* Start Excerpt *

### Collection Series and parallel circuits

## Series and parallel circuits

Lesson for 16-19

Here, simple ideas about electricity are applied to circuits that have real applications. We begin by considering the effective resistance when components are connected in series and in parallel. The link between voltage and energy transfers leads to ideas about energy and power. Conservation laws (charge and energy) lead directly to Kirchhoff's laws and these in turn provide a method for solving a large range of circuit problems, including potential dividers.

## Episode 113: Preparation for series and parallel circuits topic

Teaching Guidance for 16-19

- Level Advanced

A joulemeter will be useful when discussing energy and power in electric circuits. It is worth practising with it before using it in any demonstration.

Find a selection of ready-made potential dividers (also known as potentiometers). Look for the three connections, characteristic of a potential divider. Take the back off a rotary potentiometer to see the resistive material, and the wiper.

* End Excerpt *
* Start Dataset entries *

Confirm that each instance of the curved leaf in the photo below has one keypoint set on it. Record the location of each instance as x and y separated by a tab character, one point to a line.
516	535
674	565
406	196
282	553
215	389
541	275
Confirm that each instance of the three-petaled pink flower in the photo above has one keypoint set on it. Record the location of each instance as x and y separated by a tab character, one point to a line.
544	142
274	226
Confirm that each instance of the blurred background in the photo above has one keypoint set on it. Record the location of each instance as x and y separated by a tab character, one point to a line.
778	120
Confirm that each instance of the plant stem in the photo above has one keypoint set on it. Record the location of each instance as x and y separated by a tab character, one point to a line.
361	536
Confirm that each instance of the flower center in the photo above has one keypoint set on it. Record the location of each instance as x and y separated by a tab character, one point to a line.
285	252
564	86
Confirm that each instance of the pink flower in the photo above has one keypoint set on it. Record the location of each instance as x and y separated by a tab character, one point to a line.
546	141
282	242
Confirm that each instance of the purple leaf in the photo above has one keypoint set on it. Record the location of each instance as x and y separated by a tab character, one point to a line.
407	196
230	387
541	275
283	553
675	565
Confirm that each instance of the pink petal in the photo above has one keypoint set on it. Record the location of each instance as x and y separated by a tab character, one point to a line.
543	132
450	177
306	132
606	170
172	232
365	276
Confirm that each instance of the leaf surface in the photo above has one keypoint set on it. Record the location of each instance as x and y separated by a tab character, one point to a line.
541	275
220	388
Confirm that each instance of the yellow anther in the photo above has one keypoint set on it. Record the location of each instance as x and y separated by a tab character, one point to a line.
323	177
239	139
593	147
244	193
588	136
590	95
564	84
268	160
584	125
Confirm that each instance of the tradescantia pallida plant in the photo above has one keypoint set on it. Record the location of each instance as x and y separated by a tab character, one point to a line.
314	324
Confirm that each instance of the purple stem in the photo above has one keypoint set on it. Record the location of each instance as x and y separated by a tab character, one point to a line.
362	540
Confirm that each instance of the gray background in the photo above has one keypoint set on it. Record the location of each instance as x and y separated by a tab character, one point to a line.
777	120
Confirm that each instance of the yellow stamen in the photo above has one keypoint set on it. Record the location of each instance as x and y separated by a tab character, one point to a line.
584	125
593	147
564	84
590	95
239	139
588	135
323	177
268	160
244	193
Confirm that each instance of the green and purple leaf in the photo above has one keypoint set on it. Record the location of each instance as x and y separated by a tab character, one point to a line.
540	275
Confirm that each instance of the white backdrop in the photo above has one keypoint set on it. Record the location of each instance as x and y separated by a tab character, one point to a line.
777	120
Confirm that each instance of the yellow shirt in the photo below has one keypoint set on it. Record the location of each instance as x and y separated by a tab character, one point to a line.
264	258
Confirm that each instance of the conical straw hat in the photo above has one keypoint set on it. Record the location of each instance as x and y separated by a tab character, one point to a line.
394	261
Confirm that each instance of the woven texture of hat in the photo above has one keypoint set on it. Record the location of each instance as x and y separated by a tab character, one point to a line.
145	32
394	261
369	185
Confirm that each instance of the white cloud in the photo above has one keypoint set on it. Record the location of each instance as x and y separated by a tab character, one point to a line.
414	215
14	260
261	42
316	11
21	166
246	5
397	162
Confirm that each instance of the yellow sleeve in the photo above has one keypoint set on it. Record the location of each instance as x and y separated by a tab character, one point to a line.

* End Dataset entries *

Answer these from the series and parallel circuits text:
(a) Which two conservation laws lead directly to Kirchhoff's laws?
(b) What other name does the text give for potential dividers?
(c) What should be done with a joulemeter before using it in any demonstration?

(a) The conservation laws of charge and energy.
(b) Potentiometers.
(c) Practice with it.